───── SELECTED PASSAGE

On Friday, June 17th, around 40 women in Saudi Arabia reportedly got behind the wheel to campaign for their right to drive. They asked top female politicians and diplomats from around the world, including Secretary of State Clinton, to lend support to their cause.
Social networking sites such as Twitter played a role in their actions last week both in spreading the word and highlighting photos of the women in the driver’s seat.
“I think I expected more women to go out today, not just sit at home and tweet,” one woman said. “Maybe they have their reasons, but I feel today it is my duty to say this is my right and we should have it.” After being issued only a ticket for her disobedience, the same woman, Maha, proudly confirmed, “I think I made my statement clear. I think that my voice has been heard.”
For Saudi Arabian women, the ban on driving presents numerous obstacles: with unreliable public transportation, women must rely on a male relative or hired drivers to take them where they need to go- even to the hospital- and they are not allowed to travel by bicycle.
Gaining the right to drive would reverberate in other arenas of public life as well. It would allow women greater access and the ability to go to work, school, and assemble freely with friends and colleagues. The government shows little inclination to grant Saudi women this privilege, however, and their lethal response to protests earlier this year make it clear that expanding freedom of assembly is not high on their list of priorities.

──────────
───── RECORD EXCERPTS

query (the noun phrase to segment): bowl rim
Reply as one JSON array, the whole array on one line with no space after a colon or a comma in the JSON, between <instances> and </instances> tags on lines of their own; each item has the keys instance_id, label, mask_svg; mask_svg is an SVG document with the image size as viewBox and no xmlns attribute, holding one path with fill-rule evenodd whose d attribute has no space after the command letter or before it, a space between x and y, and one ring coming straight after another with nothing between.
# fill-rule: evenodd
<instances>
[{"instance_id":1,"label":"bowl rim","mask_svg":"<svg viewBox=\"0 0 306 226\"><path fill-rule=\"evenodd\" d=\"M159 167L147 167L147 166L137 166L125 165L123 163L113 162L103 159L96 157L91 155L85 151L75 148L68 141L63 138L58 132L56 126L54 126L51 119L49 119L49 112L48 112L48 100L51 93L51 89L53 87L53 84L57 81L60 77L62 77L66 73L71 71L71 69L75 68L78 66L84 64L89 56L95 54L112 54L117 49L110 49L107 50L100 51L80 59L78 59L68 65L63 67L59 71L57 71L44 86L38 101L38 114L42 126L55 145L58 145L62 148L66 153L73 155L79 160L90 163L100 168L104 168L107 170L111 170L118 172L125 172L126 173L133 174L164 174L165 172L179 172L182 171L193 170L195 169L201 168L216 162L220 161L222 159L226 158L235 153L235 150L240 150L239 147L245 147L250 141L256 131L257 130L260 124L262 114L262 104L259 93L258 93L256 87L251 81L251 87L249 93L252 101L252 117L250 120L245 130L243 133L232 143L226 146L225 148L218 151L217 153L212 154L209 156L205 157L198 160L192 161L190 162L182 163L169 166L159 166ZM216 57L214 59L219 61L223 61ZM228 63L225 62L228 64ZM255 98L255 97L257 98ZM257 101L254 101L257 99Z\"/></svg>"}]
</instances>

──────────

TASK INSTRUCTIONS:
- A) In the passage on the Saudi women's driving campaign, what was Maha given for her disobedience?
- B) Print the stretch of the passage on the Saudi women's driving campaign from "On Friday, June" through "to their cause.".
The stored data entries are separate material, apart from the passage on the Saudi women's driving campaign.

RESPONSES IN ORDER:
- A) Only a ticket.

- B)
On Friday, June 17th, around 40 women in Saudi Arabia reportedly got behind the wheel to campaign for their right to drive. They asked top female politicians and diplomats from around the world, including Secretary of State Clinton, to lend support to their cause.